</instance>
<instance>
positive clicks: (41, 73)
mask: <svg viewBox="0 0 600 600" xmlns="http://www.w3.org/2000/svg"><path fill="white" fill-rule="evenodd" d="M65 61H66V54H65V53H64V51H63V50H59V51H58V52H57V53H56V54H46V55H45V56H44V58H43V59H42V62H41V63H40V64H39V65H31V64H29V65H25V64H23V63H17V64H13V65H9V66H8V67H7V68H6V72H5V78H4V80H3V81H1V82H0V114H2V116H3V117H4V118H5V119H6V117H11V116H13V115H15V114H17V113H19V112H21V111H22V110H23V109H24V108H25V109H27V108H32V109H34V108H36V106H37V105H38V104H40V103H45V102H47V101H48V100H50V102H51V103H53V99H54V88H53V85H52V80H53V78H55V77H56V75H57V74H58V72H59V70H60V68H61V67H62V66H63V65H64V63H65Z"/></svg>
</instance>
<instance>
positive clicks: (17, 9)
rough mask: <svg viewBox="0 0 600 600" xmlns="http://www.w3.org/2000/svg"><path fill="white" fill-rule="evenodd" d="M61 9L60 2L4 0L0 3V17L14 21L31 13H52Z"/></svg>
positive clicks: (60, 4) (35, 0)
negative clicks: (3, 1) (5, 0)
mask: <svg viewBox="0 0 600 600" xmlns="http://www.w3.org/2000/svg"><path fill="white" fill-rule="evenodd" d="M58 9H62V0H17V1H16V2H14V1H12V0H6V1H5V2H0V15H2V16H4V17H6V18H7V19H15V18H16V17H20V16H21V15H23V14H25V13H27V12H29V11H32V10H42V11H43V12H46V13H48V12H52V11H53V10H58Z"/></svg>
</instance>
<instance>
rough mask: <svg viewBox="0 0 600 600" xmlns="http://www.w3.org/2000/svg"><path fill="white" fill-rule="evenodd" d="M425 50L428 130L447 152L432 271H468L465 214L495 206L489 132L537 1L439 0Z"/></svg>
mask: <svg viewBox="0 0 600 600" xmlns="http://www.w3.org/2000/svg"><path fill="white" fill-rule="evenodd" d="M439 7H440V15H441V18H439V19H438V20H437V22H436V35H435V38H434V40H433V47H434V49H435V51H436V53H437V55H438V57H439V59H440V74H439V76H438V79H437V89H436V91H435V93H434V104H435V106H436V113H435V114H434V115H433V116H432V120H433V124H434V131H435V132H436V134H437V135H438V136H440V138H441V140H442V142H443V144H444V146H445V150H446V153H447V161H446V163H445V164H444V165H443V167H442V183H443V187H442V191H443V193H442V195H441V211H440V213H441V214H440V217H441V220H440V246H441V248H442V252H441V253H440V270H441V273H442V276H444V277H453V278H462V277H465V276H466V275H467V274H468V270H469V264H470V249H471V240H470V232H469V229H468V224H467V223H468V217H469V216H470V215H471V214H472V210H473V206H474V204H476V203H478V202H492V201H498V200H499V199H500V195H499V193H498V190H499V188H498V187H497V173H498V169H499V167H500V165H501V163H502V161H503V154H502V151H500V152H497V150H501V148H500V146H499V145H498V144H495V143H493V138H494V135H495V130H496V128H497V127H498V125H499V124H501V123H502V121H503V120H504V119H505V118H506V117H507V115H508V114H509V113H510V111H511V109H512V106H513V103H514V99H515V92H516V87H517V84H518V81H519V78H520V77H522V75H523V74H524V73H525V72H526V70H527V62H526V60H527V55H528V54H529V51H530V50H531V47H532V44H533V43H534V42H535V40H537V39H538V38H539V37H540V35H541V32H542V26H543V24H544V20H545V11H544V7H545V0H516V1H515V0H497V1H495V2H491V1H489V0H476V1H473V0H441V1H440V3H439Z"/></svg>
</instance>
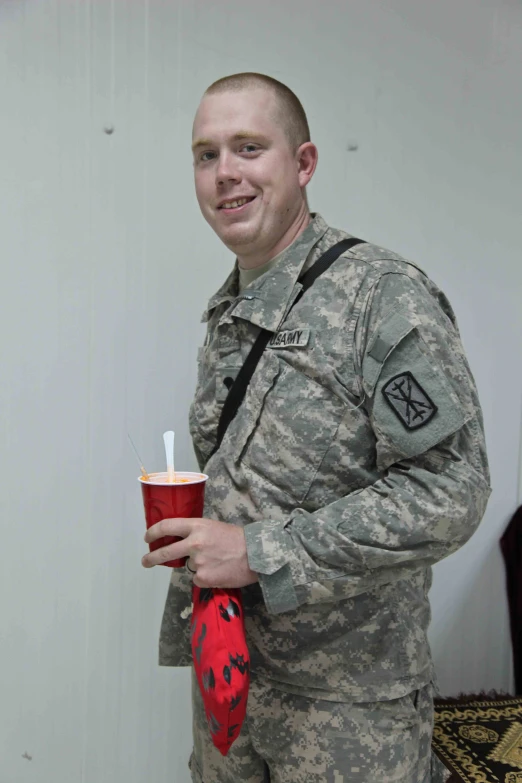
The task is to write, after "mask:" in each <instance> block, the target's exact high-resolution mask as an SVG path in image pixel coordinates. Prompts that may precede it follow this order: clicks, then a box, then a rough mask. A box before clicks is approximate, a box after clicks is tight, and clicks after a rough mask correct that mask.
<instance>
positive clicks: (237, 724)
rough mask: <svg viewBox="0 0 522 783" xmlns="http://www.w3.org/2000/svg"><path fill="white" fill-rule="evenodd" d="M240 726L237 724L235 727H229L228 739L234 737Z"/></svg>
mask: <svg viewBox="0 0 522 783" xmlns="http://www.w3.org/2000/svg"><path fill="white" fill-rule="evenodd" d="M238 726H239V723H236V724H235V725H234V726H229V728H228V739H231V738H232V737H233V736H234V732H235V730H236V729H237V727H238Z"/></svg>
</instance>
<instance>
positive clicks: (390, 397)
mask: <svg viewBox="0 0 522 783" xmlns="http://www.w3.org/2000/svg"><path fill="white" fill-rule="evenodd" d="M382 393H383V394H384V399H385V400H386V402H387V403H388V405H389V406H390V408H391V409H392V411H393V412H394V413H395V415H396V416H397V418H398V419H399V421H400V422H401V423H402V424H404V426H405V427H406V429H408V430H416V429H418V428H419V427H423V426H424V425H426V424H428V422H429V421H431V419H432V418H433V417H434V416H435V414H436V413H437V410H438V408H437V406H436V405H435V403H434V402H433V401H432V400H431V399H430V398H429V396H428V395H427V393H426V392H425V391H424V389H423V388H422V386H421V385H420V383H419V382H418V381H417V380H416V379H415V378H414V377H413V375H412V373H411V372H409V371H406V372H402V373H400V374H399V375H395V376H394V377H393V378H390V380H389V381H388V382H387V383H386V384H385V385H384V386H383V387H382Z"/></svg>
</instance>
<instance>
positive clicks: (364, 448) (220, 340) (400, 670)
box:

--

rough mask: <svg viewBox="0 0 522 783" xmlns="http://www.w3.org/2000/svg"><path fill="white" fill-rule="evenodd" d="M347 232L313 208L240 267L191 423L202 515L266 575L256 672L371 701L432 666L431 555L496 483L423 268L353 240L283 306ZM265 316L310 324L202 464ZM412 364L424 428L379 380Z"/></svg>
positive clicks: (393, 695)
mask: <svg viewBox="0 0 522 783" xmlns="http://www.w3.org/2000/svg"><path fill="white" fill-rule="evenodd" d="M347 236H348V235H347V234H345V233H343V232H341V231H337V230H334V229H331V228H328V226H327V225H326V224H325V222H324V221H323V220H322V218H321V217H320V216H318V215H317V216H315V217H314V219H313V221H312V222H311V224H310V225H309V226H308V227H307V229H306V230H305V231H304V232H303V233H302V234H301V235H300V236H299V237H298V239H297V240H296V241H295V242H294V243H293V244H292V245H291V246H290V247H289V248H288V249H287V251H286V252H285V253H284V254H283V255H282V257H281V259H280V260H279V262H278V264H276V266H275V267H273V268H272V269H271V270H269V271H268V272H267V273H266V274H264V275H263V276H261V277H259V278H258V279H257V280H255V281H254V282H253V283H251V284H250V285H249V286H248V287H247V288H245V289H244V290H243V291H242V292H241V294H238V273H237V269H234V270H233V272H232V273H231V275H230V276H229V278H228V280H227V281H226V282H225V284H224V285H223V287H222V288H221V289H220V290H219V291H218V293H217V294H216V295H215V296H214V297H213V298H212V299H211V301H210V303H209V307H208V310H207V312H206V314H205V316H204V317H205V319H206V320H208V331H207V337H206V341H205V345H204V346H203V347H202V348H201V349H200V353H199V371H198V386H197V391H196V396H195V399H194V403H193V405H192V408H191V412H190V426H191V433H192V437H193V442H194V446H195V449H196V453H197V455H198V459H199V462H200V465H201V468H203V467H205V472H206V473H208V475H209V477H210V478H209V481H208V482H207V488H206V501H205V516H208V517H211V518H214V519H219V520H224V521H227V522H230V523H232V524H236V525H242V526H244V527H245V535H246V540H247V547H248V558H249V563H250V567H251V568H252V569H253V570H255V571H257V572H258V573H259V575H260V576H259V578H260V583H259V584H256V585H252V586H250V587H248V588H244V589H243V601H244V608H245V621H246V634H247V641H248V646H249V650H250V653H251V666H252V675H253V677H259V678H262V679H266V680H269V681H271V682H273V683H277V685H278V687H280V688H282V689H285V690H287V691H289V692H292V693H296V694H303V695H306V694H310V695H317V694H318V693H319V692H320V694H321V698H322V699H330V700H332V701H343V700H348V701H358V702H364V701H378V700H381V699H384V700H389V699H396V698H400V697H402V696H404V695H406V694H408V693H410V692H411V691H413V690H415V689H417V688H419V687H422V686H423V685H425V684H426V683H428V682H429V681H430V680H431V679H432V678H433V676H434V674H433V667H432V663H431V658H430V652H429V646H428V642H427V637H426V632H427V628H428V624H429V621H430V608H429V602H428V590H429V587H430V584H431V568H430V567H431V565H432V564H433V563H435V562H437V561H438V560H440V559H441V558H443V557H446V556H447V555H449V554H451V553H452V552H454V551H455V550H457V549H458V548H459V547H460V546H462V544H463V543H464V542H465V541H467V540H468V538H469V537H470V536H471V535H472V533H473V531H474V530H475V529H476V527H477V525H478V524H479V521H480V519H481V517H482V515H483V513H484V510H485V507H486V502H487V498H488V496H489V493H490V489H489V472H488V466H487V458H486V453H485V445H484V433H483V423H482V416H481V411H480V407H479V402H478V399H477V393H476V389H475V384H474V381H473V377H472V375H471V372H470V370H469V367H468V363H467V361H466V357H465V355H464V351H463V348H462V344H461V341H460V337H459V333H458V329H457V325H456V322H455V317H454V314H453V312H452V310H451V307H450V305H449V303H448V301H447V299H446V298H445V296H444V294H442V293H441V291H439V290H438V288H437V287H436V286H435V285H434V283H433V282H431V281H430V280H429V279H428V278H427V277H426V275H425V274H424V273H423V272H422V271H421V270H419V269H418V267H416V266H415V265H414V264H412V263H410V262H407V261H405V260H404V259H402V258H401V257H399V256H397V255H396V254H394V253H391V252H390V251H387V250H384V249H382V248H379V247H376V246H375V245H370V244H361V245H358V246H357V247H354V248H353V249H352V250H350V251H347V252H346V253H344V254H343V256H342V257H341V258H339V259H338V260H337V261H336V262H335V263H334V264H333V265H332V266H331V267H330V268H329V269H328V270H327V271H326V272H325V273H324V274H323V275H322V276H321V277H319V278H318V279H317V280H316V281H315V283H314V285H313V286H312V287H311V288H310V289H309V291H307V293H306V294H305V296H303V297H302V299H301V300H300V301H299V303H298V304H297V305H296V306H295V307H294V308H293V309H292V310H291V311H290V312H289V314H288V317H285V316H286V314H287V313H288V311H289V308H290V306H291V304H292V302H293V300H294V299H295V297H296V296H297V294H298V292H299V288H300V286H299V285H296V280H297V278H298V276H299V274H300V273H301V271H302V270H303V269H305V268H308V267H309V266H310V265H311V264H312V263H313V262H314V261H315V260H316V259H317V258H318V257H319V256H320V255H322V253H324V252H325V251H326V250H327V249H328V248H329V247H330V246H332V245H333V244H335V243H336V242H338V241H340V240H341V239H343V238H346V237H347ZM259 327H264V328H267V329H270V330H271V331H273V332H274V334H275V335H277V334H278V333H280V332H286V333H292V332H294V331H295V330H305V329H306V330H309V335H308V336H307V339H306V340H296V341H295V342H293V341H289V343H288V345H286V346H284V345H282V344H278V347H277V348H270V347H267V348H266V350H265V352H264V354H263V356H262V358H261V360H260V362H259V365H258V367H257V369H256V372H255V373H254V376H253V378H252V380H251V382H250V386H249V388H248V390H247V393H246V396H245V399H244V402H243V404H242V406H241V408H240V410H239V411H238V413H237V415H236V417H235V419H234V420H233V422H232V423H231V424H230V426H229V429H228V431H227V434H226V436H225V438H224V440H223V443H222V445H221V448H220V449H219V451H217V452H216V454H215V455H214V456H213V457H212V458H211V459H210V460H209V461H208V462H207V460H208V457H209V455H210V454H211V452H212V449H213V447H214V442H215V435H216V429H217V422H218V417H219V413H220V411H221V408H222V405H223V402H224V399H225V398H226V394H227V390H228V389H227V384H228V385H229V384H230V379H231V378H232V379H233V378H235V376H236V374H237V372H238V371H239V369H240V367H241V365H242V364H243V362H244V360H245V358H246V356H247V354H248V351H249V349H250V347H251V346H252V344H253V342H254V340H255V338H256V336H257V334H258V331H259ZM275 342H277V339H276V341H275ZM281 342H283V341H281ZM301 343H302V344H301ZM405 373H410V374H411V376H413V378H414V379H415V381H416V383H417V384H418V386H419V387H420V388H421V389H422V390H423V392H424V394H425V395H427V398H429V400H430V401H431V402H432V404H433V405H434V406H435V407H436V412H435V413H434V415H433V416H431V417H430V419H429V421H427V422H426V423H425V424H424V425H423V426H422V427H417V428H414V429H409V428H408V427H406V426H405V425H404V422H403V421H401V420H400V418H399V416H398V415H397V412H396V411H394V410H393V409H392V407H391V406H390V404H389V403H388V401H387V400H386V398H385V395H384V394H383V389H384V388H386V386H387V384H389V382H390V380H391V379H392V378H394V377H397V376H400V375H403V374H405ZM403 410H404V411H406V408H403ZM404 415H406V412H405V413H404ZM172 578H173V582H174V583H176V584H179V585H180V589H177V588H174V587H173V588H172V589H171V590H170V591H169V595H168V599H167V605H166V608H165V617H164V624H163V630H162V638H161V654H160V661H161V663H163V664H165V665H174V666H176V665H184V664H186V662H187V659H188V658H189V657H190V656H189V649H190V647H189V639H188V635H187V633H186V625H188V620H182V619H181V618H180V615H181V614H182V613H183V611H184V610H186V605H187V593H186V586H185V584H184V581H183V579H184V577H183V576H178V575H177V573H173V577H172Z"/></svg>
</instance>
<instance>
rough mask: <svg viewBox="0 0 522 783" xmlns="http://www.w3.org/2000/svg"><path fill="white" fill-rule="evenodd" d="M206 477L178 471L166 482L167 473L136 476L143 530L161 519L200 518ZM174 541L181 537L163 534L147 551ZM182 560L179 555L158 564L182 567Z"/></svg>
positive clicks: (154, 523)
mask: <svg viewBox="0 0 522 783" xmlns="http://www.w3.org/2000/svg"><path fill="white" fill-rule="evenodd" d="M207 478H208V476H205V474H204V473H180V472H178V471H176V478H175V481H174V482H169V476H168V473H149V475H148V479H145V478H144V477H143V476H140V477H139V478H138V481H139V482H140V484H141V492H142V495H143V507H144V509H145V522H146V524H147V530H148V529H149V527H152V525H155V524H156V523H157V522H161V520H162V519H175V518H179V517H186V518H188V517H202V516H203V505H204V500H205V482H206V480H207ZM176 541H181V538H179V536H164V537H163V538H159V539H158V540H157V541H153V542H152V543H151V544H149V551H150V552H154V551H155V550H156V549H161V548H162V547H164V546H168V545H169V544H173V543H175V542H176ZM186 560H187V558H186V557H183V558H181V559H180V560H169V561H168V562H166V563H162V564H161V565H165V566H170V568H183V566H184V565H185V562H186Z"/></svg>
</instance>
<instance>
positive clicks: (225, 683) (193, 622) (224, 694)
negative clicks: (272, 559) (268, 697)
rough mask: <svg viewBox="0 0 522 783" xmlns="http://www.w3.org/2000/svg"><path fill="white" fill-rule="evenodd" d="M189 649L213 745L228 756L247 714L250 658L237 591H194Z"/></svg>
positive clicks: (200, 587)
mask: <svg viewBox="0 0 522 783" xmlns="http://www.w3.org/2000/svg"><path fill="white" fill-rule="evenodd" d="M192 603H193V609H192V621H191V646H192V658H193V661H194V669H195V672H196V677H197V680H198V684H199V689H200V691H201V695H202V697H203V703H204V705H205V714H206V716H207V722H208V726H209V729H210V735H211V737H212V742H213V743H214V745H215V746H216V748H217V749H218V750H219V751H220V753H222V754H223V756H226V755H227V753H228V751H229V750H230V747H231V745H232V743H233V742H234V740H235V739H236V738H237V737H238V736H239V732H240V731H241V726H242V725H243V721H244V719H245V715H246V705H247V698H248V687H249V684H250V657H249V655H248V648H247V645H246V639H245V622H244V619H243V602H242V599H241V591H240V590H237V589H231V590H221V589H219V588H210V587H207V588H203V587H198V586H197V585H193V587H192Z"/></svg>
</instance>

* Problem statement: Restate word for word only the lines above from the line containing "477L178 471L166 482L167" to the line containing "649L213 745L228 756L247", both of them included.

* Solution to the exercise:
rough mask: <svg viewBox="0 0 522 783" xmlns="http://www.w3.org/2000/svg"><path fill="white" fill-rule="evenodd" d="M206 477L178 471L166 482L167 473L136 476L143 530L161 519L200 518ZM174 541L181 537L163 534L147 551ZM182 560L179 555L158 564L182 567Z"/></svg>
positive clicks: (154, 523)
mask: <svg viewBox="0 0 522 783" xmlns="http://www.w3.org/2000/svg"><path fill="white" fill-rule="evenodd" d="M207 478H208V476H205V474H204V473H180V472H178V471H176V478H175V481H174V482H169V476H168V473H149V475H148V479H145V478H144V477H143V476H140V477H139V478H138V481H139V482H140V484H141V492H142V495H143V507H144V509H145V522H146V524H147V530H148V529H149V527H152V525H155V524H156V523H157V522H161V520H162V519H175V518H179V517H186V518H188V517H202V516H203V505H204V500H205V482H206V480H207ZM176 541H181V538H179V536H164V537H163V538H159V539H158V540H157V541H153V542H152V543H151V544H149V551H150V552H154V551H155V550H156V549H161V548H162V547H164V546H168V545H169V544H173V543H175V542H176ZM186 560H187V558H186V557H183V558H181V559H180V560H169V561H168V562H166V563H162V564H161V565H165V566H170V568H183V566H184V565H185V562H186Z"/></svg>
</instance>
<instance>
positive clicks: (225, 683) (193, 622) (224, 694)
negative clicks: (272, 559) (268, 697)
rough mask: <svg viewBox="0 0 522 783" xmlns="http://www.w3.org/2000/svg"><path fill="white" fill-rule="evenodd" d="M189 649L213 745L228 756L247 714L250 658L237 591H194Z"/></svg>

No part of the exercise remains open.